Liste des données

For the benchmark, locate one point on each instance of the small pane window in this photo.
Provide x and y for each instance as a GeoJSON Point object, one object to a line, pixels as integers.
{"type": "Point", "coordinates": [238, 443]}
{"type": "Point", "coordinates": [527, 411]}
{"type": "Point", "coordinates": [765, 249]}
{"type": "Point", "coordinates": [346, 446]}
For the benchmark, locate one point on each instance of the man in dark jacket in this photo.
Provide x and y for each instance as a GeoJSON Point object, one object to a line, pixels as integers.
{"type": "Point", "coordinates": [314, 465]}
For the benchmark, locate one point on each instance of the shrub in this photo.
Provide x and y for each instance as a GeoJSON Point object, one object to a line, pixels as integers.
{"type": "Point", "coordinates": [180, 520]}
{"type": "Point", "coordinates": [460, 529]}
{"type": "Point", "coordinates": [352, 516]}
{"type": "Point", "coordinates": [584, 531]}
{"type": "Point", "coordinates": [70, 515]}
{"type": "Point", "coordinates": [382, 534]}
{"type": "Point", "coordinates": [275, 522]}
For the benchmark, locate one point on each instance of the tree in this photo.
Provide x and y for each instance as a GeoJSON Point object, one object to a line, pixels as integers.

Consigne donnée: Reproduisez à l'identique toutes les lignes des enregistrements ci-dessus, de la première à la dernière.

Résultat ci-dessous:
For the benchmark, locate one point on each instance of the small pane window in this photo.
Provide x and y for each instance as a GeoJSON Point object, one object to a line, pixels as integers.
{"type": "Point", "coordinates": [238, 443]}
{"type": "Point", "coordinates": [527, 411]}
{"type": "Point", "coordinates": [765, 249]}
{"type": "Point", "coordinates": [346, 446]}
For the benchmark, locate one point on each instance of the man in dark jacket in this photo.
Provide x and y for each instance as a GeoJSON Point object, one object to a line, pixels as integers.
{"type": "Point", "coordinates": [314, 465]}
For the benchmark, locate one point on each instance of the shrub in this photo.
Provide x and y for each instance as a GeoJSON Point object, one object to a line, pixels as integers.
{"type": "Point", "coordinates": [180, 520]}
{"type": "Point", "coordinates": [460, 529]}
{"type": "Point", "coordinates": [352, 516]}
{"type": "Point", "coordinates": [584, 531]}
{"type": "Point", "coordinates": [70, 515]}
{"type": "Point", "coordinates": [382, 534]}
{"type": "Point", "coordinates": [275, 522]}
For the benchmark, locate one point on each instance of the tree in this photo.
Provide x and y for each instance as a GeoJSON Point object, one object to a line, pixels as integers.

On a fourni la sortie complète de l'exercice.